Data listing
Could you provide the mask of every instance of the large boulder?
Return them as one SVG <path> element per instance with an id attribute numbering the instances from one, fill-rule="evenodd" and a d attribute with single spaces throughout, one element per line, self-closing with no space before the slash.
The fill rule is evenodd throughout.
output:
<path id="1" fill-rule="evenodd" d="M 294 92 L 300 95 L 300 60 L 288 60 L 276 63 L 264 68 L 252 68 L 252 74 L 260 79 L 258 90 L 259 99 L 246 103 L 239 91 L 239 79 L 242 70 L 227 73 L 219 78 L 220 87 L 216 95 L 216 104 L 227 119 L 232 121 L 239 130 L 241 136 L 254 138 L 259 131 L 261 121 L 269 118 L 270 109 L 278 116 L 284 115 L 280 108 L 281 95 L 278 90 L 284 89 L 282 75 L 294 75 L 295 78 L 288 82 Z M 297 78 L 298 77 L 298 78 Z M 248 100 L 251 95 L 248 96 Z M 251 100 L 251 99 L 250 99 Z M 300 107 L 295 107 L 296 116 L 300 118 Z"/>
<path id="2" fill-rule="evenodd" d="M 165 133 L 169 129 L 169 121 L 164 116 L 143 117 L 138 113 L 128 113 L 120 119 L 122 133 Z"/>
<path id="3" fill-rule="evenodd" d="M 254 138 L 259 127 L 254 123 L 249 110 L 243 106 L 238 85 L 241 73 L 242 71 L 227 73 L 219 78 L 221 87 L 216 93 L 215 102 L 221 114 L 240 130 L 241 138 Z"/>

What you are asked to do
Output every record above a second time, exactly.

Reply to the exercise
Could you provide the mask of every instance of the large boulder?
Return them as one SVG <path> element per instance with an id attribute numbering the instances from one, fill-rule="evenodd" and a d attribute with single spaces throughout, one element per line, self-closing with no space before the slash.
The fill rule is evenodd throughout.
output:
<path id="1" fill-rule="evenodd" d="M 294 92 L 300 95 L 300 60 L 288 60 L 276 63 L 264 68 L 252 68 L 252 74 L 260 79 L 258 90 L 259 99 L 246 103 L 239 91 L 239 79 L 242 70 L 227 73 L 219 78 L 220 87 L 216 95 L 216 104 L 227 119 L 232 121 L 239 130 L 241 136 L 254 138 L 259 131 L 261 121 L 269 118 L 270 109 L 278 116 L 284 115 L 280 108 L 281 95 L 278 90 L 284 89 L 282 75 L 294 75 L 295 78 L 288 82 Z M 297 78 L 298 77 L 298 78 Z M 248 100 L 251 95 L 248 96 Z M 251 100 L 251 99 L 250 99 Z M 300 107 L 295 107 L 296 116 L 300 118 Z"/>
<path id="2" fill-rule="evenodd" d="M 165 133 L 169 129 L 169 121 L 164 116 L 143 117 L 138 113 L 128 113 L 120 119 L 122 133 Z"/>
<path id="3" fill-rule="evenodd" d="M 254 138 L 259 127 L 254 123 L 249 110 L 243 106 L 238 85 L 241 73 L 242 71 L 227 73 L 219 78 L 221 87 L 216 93 L 215 102 L 221 114 L 240 130 L 241 138 Z"/>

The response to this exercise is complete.